● **TEXT PROVIDED**:
Techniques Of Data Collection


Basic requirements for scientific data are that it should be reliable and impartial. In Sociology these conditions are hard to meet. Yet numerous methods are used to minimize errors in data. Some of the commonly used sources in collecting data are:
  • Existing materials including the official statistical record and historical and contemporary documents.
  • Social surveys through questionnaire and schedules
  • Interviewing
  • Observation- Participants and non-participant

Existing Material

Statistical Sources

Government statistics particularly census or statistics produced by large industrial or commercial firms, trade unions or other organizations provide one important account of data which sociologist can use in their analysis. An outstanding example of the imaginative use of official statistics in the positivist tradition is the study of suicide made by the famous French sociologist Emile Durkheim in the 19th century. However official statistics are the kind of data that are not collected by sociologists themselves and so there problems while analyzing the data.

Historical documents

Records and accounts of qualitative kind for example relating to belief, values, social relationship or social behavior may also be contemporary or may refer to earlier periods. There are several difficulties immediately present themselves in the use of records from the past. Few chroniclers of social relation and social action record observations in the systematic way in which the sociologists are interested. There are often intriguing and sympathetic records but the information that is vital to the sociologist is often missing.

Contemporary Records

Contemporary records relating to social relationship and social behavior are seldom used as the sole source of information and sociological research. They are usually one source of a particular account or achievement.

Techniques Of Data Collection


Social Survey

The basic procedure in survey is that people are asked a number of questions on that aspect of behavior which the sociologist is interested in. A number of people carefully selected so that their representation of their population being studied are asked to answer exactly the same question so that the replies to different categories of respondents may be examined for differences. One type of survey relies on contacting the respondents by letter and asking them to complete the questionnaire themselves before returning it. These are called Mail questionnaires. Sometimes questionnaires are not completed by individuals separately but by people in a group under the direct supervision of the research worker. A variation of the procedure can be that a trained interviewer asks the questions and records the responses on a schedule from each respondent.

These alternate procedures have different advantages and disadvantages. Mail questionnaires are relatively cheap and can be used to contact respondents who are scattered over a wide area. But at the same time the proportion of people who return questionnaires sent through post is usually rather small. The questions asked in main questionnaires have also to be very carefully worded in order to avoid ambiguity since the respondents cannot ask to have questions clarified for them. Using groups to complete questionnaires means that the return rate is good and that information is assembled quickly and fairly. Administrating the interview schedules to the respondents individually is probably the most reliable method. Several trained interviewers may be employed to contact specific individuals. The questionnaires and schedules can consist of both close-ended and open-ended questions. Also a special attention needs to be paid to ensure that the questionnaires are filled in logical order.
Where aptitude questions are included great care must be exercised to ensure the proper words are used. In case of schedules emphasis and interactions may also be standardized between different individuals and from respondents to respondents. Finally proper sampling techniques must be used to ensure that the sample under study represents the universe of study. In order to enhance the reliability of data collected through questionnaires and schedules, these questionnaires and schedules must be pretested through pilot studies.

● **RAW RECORDS**:
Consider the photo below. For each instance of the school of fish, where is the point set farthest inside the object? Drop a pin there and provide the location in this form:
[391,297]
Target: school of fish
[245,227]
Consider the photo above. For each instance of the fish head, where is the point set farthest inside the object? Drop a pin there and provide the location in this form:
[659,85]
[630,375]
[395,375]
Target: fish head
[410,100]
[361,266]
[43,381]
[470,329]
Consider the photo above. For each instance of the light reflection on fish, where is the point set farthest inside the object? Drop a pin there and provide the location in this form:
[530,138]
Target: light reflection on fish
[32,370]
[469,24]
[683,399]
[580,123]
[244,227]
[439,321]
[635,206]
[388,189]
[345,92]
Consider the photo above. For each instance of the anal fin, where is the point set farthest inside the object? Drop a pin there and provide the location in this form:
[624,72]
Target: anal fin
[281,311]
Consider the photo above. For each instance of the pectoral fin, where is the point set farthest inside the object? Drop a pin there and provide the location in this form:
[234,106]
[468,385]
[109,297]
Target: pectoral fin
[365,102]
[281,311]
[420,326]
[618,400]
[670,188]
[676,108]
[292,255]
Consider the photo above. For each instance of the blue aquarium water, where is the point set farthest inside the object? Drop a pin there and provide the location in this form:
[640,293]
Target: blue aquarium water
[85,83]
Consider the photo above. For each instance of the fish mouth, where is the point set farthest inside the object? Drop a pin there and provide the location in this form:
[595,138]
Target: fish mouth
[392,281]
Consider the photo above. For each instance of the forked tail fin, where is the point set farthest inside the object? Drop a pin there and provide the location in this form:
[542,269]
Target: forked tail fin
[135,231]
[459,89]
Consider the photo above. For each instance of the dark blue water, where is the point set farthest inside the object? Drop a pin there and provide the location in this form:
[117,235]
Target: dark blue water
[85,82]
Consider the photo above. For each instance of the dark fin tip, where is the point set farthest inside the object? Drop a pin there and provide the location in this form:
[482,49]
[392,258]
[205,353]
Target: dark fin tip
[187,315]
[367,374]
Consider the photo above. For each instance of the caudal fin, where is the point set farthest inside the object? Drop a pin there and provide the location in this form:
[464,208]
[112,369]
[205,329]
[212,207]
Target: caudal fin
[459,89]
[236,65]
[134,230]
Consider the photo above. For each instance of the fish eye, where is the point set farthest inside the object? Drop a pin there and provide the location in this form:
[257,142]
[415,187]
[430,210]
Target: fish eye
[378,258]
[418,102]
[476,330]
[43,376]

● **WHAT TO DO**:
A - List every source of data collection named in the bulleted list of the passage on data collection techniques.
B - Quote the passage on data collection techniques, starting at the words "Where aptitude questions" and ending after "through pilot studies.".
The items are separate material and are not part of the passage on data collection.

● **WORKED ANSWERS**:
A -
- Existing materials including the official statistical record and historical and contemporary documents
- Social surveys through questionnaire and schedules
- Interviewing
- Observation- Participants and non-participant

B -
Where aptitude questions are included great care must be exercised to ensure the proper words are used. In case of schedules emphasis and interactions may also be standardized between different individuals and from respondents to respondents. Finally proper sampling techniques must be used to ensure that the sample under study represents the universe of study. In order to enhance the reliability of data collected through questionnaires and schedules, these questionnaires and schedules must be pretested through pilot studies.